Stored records
□ □ □ □ □
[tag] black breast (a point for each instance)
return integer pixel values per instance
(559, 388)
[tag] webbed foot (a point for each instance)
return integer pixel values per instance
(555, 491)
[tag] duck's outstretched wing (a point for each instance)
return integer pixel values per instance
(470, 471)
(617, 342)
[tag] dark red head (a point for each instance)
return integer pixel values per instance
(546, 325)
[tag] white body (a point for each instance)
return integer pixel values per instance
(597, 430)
□ □ □ □ □
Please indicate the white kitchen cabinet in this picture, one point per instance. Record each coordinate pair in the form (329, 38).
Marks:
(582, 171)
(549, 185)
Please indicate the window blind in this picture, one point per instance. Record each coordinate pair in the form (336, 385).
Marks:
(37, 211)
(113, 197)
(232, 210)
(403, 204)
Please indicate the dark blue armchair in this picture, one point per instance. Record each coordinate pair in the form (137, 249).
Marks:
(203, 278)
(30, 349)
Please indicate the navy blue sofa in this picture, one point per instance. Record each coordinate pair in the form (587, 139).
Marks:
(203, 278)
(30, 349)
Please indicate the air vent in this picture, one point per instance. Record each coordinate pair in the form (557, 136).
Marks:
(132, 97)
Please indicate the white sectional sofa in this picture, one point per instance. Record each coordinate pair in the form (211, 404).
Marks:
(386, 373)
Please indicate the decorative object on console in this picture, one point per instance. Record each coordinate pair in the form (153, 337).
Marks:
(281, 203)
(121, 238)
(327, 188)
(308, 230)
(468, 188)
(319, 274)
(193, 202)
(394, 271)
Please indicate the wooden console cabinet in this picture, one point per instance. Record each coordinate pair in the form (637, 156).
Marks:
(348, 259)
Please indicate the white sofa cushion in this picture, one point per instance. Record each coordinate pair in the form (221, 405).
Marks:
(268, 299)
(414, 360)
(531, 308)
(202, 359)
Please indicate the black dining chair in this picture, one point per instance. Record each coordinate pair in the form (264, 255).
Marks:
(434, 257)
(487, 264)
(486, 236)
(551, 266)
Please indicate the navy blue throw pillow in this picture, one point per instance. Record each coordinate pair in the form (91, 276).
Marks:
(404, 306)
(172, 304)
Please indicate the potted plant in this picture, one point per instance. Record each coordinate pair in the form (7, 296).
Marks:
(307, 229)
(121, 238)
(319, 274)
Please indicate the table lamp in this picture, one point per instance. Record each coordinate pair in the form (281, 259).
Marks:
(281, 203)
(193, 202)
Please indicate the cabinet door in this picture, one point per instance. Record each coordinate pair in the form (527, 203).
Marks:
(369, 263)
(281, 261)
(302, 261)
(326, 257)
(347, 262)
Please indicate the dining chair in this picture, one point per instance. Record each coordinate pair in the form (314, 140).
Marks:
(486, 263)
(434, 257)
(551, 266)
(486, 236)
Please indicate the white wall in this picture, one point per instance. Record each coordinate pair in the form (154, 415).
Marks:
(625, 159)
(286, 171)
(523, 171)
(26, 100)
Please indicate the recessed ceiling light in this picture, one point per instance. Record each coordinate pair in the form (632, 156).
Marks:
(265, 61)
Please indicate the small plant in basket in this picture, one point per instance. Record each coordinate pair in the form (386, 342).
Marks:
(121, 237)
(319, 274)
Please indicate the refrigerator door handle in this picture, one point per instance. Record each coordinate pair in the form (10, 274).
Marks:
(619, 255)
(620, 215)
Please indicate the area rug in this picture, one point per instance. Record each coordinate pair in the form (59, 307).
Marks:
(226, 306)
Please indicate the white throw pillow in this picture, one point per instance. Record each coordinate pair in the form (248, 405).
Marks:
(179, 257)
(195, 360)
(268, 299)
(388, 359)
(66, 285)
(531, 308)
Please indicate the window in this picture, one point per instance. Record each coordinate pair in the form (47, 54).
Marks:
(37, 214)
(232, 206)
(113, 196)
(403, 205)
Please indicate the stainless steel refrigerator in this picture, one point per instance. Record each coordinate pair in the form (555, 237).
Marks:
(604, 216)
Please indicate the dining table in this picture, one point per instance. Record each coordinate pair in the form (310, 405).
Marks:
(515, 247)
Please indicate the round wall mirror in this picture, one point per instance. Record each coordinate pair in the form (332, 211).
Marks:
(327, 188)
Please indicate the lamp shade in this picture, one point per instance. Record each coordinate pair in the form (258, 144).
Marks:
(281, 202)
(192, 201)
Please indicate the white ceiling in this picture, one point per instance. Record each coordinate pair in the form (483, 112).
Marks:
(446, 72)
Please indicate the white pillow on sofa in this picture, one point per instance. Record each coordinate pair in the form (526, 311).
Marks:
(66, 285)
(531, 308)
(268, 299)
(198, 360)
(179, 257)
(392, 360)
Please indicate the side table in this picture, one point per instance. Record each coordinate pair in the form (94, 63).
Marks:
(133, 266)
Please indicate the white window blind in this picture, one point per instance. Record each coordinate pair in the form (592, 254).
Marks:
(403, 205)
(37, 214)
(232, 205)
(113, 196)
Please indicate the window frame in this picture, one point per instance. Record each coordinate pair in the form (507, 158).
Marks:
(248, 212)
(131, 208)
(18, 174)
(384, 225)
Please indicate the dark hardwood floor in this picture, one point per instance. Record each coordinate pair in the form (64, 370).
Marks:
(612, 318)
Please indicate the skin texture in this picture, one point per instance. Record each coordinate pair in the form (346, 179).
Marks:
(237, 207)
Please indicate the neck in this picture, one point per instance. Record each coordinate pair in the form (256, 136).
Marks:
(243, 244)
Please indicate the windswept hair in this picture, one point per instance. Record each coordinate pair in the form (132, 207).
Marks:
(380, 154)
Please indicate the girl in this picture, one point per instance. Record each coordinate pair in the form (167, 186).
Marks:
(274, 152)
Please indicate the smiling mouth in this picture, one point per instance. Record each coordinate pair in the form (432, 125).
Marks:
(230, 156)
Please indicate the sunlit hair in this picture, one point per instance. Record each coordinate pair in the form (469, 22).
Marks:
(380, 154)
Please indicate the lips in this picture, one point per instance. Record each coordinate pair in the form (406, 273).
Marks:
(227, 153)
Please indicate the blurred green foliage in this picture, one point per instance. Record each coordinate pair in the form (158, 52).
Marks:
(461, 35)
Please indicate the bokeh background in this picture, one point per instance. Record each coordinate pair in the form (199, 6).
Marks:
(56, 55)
□ □ □ □ □
EXERCISE DIRECTIONS: Check each line of the data above for the word "ceiling" and copy the ones where it is found.

RESPONSE TO THIS EXERCISE:
Please indicate the recessed ceiling light in this picture, one point per instance. Record each coordinate pair in the form (632, 156).
Please indicate the white ceiling in this picture, one point per instance. Record each coordinate pair in the form (483, 112).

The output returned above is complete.